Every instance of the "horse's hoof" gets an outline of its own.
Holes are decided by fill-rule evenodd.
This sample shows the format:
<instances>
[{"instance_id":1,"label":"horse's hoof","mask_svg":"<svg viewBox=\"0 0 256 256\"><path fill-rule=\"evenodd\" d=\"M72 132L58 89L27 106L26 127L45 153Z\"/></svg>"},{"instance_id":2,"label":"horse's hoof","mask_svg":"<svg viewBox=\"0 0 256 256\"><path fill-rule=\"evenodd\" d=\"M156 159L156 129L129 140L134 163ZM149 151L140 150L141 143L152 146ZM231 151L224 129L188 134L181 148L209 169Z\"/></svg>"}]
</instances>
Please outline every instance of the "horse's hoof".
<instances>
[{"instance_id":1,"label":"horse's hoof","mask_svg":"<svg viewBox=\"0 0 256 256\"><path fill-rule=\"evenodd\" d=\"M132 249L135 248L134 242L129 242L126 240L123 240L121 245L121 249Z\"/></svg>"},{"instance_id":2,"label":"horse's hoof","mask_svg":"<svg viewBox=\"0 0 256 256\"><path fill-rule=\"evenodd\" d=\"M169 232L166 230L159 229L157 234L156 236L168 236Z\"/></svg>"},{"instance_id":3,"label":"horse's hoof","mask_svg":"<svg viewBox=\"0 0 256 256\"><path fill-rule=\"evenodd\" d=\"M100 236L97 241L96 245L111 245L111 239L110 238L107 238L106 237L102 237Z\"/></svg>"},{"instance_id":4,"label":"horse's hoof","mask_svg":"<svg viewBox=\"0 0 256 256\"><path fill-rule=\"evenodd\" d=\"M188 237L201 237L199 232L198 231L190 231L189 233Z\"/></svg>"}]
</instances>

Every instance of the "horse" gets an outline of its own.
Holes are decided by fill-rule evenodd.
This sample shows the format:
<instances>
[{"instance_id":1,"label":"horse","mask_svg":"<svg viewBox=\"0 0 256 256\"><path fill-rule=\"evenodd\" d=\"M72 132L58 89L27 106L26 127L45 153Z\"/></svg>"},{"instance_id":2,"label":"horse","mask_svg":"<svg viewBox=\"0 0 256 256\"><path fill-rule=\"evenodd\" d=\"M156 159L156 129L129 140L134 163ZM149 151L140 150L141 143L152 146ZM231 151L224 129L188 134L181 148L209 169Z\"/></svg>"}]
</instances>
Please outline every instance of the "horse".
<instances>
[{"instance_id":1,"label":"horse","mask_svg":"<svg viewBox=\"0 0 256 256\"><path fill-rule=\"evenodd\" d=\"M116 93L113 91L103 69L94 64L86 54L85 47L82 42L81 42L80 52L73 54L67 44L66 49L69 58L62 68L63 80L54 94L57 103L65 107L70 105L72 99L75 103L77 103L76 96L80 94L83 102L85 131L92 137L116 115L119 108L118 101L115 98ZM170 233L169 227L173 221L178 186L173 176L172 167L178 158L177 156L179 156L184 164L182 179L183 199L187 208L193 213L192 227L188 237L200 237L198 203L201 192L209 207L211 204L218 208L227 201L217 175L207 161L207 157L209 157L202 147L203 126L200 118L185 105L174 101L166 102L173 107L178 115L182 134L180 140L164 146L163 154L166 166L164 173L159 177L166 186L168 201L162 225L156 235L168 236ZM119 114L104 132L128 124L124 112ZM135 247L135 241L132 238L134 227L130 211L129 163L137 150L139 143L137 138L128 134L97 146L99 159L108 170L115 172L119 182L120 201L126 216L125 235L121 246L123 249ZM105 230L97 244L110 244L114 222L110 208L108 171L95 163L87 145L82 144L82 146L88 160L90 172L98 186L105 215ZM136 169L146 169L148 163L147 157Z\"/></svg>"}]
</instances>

→ **THE REQUEST**
Show each line of the records that contains the word "Please", treating uppercase and lowercase as different.

→ **TASK ANSWER**
Please outline every instance of the "horse's hoof".
Please outline every instance of the "horse".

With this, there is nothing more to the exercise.